The exercise »
Please set out every line of the records below as a Markdown table with two columns, No. for the row number and Text for the line, skipping blank lines and leaving the pictures out.
-- begin Input material --
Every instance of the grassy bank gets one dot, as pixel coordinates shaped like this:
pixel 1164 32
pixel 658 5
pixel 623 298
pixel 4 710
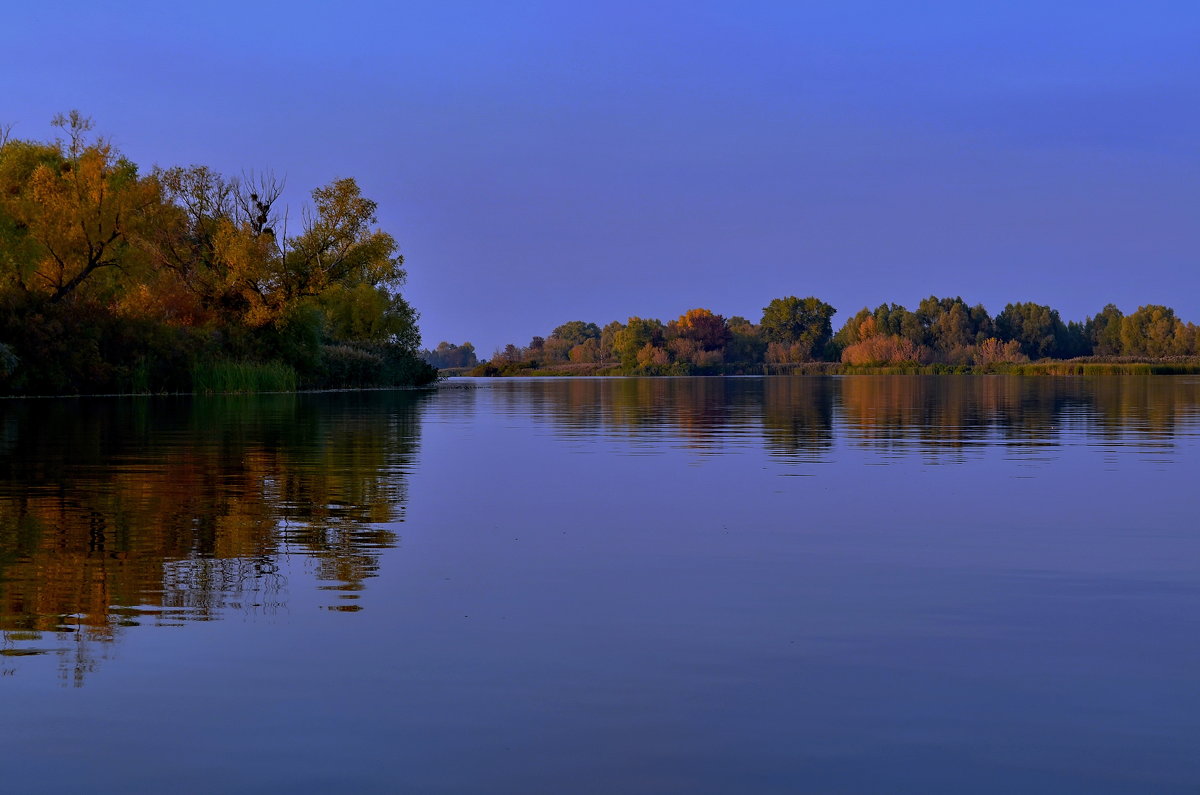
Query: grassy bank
pixel 1045 368
pixel 244 376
-- end Input material --
Answer to this exercise »
| No. | Text |
|---|---|
| 1 | Every instance of the grassy bank gets one dot, as pixel coordinates shaped like this: |
| 2 | pixel 1164 32 |
| 3 | pixel 658 5 |
| 4 | pixel 623 298 |
| 5 | pixel 4 710 |
| 6 | Query: grassy bank |
| 7 | pixel 1045 368 |
| 8 | pixel 244 376 |